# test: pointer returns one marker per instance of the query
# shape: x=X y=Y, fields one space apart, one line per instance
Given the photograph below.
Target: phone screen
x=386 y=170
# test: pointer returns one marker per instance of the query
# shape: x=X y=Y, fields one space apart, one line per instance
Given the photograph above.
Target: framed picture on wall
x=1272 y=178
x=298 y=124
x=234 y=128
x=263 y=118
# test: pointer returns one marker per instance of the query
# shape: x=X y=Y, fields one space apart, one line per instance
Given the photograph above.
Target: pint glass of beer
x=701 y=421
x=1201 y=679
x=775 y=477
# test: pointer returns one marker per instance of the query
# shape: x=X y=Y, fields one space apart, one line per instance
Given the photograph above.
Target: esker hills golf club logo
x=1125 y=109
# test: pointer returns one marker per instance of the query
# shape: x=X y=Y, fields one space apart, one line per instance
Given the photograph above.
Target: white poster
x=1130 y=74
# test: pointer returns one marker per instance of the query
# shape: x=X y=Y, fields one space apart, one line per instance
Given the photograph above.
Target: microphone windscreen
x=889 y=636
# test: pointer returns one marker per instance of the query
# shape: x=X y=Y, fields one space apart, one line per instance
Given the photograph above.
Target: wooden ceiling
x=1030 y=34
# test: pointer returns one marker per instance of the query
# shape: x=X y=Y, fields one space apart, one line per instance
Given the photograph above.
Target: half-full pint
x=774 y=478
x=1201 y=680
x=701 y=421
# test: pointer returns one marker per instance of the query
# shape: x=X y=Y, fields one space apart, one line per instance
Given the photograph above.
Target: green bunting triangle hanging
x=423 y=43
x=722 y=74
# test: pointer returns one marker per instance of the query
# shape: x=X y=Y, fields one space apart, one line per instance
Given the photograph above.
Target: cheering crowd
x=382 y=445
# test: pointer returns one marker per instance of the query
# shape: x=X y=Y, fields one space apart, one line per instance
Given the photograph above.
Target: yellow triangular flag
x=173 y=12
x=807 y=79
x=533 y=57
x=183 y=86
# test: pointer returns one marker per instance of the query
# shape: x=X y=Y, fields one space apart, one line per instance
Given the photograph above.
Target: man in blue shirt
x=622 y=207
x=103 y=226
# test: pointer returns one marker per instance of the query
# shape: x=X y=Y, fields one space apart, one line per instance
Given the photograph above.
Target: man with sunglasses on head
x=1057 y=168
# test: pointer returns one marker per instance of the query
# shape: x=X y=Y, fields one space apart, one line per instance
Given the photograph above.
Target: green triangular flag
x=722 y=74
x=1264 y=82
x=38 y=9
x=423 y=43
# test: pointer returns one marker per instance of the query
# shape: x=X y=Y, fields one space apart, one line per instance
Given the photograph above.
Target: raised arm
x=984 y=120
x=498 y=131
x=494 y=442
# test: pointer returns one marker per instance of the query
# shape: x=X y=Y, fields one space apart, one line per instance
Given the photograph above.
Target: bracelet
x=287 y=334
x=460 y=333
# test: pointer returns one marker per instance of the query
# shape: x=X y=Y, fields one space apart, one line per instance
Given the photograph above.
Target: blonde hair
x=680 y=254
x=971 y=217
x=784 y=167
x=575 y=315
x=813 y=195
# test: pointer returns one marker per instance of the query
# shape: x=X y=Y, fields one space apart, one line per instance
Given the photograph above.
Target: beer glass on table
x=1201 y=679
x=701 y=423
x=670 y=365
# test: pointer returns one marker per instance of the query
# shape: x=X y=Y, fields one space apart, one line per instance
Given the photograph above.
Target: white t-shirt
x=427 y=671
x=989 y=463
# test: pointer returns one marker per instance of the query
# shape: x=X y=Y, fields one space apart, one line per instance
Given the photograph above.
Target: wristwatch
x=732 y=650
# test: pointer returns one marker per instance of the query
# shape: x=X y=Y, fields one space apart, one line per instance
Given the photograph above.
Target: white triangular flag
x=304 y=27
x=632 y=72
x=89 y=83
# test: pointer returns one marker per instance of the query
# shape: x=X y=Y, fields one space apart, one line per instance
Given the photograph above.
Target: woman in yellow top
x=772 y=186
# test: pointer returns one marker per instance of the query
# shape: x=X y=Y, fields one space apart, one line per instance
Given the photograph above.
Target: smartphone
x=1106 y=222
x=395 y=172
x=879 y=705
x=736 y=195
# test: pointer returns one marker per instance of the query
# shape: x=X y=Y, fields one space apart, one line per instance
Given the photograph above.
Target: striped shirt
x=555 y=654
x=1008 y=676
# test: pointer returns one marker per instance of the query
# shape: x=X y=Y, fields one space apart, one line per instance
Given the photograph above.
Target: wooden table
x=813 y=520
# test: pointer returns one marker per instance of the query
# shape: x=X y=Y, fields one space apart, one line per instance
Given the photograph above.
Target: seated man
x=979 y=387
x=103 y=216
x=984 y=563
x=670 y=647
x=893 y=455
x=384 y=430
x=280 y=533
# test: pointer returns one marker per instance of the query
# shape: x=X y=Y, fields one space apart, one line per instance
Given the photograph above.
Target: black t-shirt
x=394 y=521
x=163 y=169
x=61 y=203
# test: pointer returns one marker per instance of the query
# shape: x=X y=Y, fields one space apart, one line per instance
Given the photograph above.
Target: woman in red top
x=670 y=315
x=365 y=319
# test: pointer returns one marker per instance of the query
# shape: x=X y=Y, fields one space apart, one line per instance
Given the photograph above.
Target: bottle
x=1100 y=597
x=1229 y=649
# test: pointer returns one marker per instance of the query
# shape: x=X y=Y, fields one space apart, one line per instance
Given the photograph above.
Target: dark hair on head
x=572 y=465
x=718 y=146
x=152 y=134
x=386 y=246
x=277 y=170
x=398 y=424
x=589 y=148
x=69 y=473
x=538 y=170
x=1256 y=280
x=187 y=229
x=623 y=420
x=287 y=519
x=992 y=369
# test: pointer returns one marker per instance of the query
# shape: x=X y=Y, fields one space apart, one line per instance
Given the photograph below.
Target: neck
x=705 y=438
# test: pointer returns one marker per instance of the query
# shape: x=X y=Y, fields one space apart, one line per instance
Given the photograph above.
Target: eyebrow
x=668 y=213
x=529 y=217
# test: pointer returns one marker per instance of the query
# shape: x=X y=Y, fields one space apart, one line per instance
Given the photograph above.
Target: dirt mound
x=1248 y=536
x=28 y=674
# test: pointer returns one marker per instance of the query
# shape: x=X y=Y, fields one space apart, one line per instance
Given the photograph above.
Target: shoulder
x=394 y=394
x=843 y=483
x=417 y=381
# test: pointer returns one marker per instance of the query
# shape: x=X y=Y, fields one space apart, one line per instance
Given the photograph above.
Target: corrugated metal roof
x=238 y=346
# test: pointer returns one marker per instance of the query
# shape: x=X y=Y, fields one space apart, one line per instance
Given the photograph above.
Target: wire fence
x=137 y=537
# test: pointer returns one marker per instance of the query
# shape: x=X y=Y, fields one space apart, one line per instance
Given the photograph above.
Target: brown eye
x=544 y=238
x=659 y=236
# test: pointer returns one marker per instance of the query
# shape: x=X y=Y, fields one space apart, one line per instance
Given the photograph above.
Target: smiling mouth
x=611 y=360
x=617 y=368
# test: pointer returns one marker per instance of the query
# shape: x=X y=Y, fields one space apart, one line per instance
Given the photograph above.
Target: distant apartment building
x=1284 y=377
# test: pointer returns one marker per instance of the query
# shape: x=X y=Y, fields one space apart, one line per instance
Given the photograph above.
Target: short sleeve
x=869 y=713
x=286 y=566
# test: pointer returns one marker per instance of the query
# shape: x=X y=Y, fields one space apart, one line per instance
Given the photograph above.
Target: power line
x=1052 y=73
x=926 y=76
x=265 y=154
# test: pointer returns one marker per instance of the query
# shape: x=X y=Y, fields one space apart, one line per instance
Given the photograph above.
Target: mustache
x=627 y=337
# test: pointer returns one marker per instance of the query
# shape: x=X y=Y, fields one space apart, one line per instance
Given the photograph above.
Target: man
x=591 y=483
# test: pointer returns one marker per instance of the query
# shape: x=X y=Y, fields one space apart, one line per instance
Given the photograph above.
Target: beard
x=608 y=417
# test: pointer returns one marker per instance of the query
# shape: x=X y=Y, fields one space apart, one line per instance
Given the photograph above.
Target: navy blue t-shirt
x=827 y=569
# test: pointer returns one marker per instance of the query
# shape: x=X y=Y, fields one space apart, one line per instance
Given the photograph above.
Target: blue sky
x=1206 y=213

Your objective
Reproduce the records verbatim, from their first line through the line containing "x=775 y=477", with both ends included.

Exercise output
# test: pointer returns one marker per instance of the query
# shape: x=X y=Y, fields one space apart, one line per instance
Given the photograph below.
Target: phone screen
x=386 y=170
# test: pointer returns one marker per instance of the query
# shape: x=X y=Y, fields one space apart, one line per instance
Given the photograph above.
Target: framed picture on wall
x=1272 y=178
x=298 y=124
x=234 y=128
x=263 y=118
# test: pointer returns one marker per instance of the query
# shape: x=X y=Y, fields one space apart, one line per instance
Given the photograph above.
Target: pint glass of beer
x=701 y=421
x=1201 y=679
x=775 y=477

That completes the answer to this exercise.